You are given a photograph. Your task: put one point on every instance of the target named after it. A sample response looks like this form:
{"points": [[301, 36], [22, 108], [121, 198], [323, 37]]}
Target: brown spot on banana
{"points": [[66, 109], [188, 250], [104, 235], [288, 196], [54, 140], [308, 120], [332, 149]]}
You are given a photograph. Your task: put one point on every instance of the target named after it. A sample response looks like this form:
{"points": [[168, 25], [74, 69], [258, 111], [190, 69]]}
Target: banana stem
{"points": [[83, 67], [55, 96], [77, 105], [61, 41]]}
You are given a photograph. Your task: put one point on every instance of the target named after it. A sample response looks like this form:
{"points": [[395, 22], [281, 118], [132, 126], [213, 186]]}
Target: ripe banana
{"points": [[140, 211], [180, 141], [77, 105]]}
****************************************
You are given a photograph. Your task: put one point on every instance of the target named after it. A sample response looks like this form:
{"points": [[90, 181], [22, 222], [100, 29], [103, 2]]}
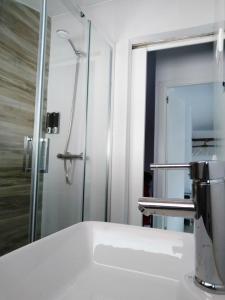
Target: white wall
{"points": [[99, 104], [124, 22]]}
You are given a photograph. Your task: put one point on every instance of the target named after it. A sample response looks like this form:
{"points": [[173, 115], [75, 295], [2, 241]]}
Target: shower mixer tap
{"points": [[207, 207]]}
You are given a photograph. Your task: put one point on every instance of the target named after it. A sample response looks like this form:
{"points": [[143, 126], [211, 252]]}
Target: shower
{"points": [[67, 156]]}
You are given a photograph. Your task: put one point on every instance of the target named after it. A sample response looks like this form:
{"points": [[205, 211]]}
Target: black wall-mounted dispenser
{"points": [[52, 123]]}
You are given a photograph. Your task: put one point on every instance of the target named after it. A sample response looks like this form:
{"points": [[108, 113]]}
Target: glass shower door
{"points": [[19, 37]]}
****************************************
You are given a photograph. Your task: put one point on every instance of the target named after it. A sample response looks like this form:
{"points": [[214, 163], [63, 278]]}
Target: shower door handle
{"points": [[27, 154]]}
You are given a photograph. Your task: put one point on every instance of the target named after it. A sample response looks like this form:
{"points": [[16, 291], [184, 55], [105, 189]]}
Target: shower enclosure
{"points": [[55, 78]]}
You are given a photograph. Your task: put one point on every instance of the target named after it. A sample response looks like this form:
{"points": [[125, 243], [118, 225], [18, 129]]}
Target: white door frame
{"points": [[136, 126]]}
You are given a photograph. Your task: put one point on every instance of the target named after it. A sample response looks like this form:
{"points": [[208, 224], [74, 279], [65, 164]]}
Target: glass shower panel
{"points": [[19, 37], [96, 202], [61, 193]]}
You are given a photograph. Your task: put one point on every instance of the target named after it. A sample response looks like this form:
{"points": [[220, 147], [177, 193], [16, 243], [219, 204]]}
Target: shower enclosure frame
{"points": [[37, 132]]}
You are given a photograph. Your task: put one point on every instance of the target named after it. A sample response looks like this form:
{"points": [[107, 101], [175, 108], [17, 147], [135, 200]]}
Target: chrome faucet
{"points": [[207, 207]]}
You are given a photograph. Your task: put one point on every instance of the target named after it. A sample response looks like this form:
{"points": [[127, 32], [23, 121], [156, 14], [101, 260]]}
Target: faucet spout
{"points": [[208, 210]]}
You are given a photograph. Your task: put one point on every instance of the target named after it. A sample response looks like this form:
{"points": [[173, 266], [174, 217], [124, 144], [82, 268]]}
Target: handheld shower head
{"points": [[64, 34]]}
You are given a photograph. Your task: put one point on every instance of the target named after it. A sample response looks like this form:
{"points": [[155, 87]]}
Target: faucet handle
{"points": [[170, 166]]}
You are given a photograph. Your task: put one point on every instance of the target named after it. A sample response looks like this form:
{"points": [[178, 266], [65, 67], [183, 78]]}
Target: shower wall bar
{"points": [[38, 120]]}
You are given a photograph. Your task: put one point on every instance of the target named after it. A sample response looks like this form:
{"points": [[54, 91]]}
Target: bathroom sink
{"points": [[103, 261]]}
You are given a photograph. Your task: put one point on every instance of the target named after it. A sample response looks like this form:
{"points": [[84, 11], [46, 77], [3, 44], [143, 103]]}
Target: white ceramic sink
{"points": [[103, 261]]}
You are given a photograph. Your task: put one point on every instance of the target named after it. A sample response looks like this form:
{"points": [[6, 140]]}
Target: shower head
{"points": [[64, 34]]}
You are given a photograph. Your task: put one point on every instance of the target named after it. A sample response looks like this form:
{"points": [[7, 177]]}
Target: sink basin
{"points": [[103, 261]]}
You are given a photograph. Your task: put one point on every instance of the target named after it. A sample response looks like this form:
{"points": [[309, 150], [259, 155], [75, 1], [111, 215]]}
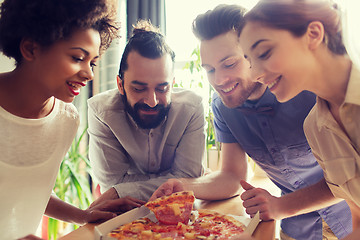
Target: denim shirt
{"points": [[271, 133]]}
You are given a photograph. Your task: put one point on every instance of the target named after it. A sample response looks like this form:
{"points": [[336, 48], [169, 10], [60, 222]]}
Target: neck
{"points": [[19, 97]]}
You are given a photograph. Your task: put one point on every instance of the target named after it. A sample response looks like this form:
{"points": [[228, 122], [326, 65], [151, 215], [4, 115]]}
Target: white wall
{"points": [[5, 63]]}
****************************************
**AIM**
Which lines in the rows above contain the word "handle"? Copy each of them in full.

**ANSWER TO THIS EXERCISE**
Target: shower door handle
Target: faucet handle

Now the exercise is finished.